> Aim: Copy out the items below word for word, from the line with "like x=471, y=99." to the line with "x=457, y=387". Include both of those lines and nothing outside that range.

Dataset rows on where objects appear
---------------

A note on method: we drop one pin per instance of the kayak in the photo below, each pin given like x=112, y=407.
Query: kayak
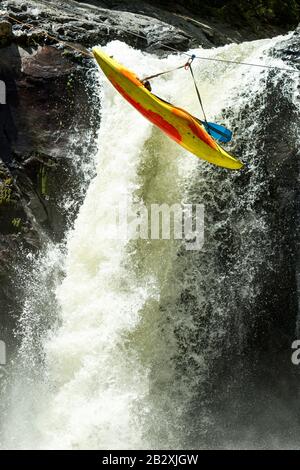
x=177, y=123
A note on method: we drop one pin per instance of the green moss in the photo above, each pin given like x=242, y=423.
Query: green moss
x=17, y=223
x=43, y=180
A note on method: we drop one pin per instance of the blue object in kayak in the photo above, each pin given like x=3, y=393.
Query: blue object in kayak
x=218, y=132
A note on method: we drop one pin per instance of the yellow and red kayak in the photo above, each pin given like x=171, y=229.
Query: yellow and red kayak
x=177, y=123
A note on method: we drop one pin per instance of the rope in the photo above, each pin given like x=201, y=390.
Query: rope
x=162, y=73
x=188, y=65
x=88, y=54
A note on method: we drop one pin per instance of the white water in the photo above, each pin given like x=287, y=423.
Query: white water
x=108, y=375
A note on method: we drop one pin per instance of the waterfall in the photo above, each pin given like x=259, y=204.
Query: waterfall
x=133, y=333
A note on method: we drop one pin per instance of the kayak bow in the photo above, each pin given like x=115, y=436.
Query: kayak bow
x=177, y=123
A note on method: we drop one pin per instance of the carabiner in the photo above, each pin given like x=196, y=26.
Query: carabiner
x=188, y=64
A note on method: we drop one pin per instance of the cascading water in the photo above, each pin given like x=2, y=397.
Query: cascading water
x=134, y=353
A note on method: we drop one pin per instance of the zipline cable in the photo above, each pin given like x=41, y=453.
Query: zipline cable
x=88, y=54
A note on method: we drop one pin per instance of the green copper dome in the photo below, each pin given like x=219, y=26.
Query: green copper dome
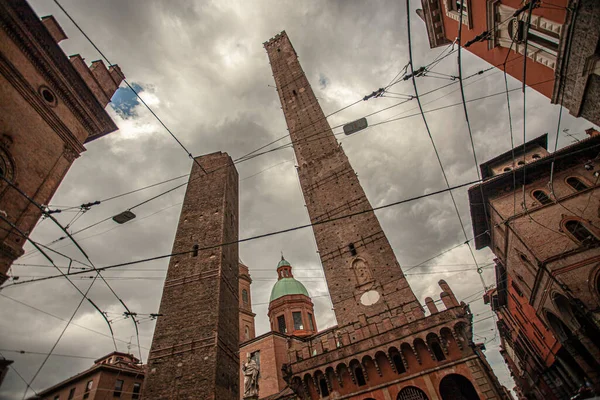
x=287, y=286
x=283, y=263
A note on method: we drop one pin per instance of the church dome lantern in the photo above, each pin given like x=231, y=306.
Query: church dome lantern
x=291, y=310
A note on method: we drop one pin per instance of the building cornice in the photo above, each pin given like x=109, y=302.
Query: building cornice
x=28, y=33
x=94, y=369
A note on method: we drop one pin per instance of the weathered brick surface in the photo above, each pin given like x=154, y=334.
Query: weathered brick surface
x=331, y=189
x=48, y=113
x=377, y=350
x=247, y=329
x=544, y=271
x=104, y=374
x=195, y=344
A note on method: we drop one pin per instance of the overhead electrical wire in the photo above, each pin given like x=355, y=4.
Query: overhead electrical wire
x=42, y=209
x=131, y=87
x=431, y=138
x=265, y=234
x=337, y=134
x=462, y=95
x=13, y=226
x=59, y=338
x=62, y=319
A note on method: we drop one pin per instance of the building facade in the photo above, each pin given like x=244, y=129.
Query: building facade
x=291, y=317
x=247, y=329
x=51, y=106
x=116, y=375
x=291, y=311
x=538, y=213
x=384, y=346
x=563, y=61
x=194, y=353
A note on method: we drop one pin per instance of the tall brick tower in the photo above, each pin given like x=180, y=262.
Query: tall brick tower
x=247, y=330
x=363, y=275
x=384, y=347
x=195, y=344
x=52, y=105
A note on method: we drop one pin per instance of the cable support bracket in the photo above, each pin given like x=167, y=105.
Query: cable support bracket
x=378, y=93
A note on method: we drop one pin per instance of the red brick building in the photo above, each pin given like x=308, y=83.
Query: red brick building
x=247, y=329
x=384, y=346
x=116, y=375
x=194, y=353
x=291, y=316
x=538, y=213
x=51, y=106
x=563, y=62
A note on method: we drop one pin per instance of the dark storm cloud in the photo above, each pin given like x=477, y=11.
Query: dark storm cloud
x=210, y=82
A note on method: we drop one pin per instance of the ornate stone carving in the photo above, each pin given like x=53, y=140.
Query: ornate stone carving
x=251, y=373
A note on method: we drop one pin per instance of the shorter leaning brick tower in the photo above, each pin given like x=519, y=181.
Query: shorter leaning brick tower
x=194, y=353
x=291, y=311
x=384, y=346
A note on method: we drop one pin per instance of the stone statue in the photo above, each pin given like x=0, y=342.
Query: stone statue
x=251, y=372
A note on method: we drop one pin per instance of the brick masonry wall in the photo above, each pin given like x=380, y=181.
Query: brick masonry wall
x=331, y=189
x=582, y=91
x=47, y=115
x=195, y=344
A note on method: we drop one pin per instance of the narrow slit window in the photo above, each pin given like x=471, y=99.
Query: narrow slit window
x=581, y=233
x=576, y=184
x=352, y=249
x=118, y=388
x=360, y=377
x=297, y=316
x=541, y=197
x=310, y=322
x=137, y=387
x=281, y=324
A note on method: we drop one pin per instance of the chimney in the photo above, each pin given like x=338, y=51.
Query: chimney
x=54, y=28
x=431, y=305
x=592, y=132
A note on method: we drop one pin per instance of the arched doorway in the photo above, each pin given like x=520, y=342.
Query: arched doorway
x=566, y=337
x=412, y=393
x=457, y=387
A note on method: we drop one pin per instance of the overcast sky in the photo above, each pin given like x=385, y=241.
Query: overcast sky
x=202, y=68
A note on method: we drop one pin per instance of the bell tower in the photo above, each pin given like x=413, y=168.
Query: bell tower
x=363, y=275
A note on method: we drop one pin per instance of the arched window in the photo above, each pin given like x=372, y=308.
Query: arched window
x=323, y=387
x=412, y=393
x=397, y=360
x=576, y=184
x=581, y=233
x=362, y=271
x=360, y=377
x=541, y=197
x=245, y=297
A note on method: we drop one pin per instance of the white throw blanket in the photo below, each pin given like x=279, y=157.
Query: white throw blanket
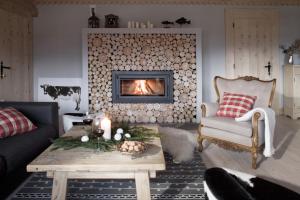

---------------

> Reply to the exercise:
A note on method: we drop one pin per instance of the narrow slit window in the photo above, each pin given like x=471, y=99.
Query: narrow slit window
x=581, y=233
x=576, y=184
x=352, y=249
x=118, y=388
x=360, y=377
x=297, y=316
x=541, y=197
x=310, y=322
x=137, y=387
x=281, y=324
A note on method: we drop one pin per instance of the chimney in the photo above, each pin given like x=338, y=51.
Query: chimney
x=54, y=28
x=431, y=305
x=592, y=132
A note on method: we drop one pin per instance of the arched doorway in the photo above, each pin given like x=520, y=342.
Query: arched doorway
x=566, y=337
x=412, y=393
x=457, y=387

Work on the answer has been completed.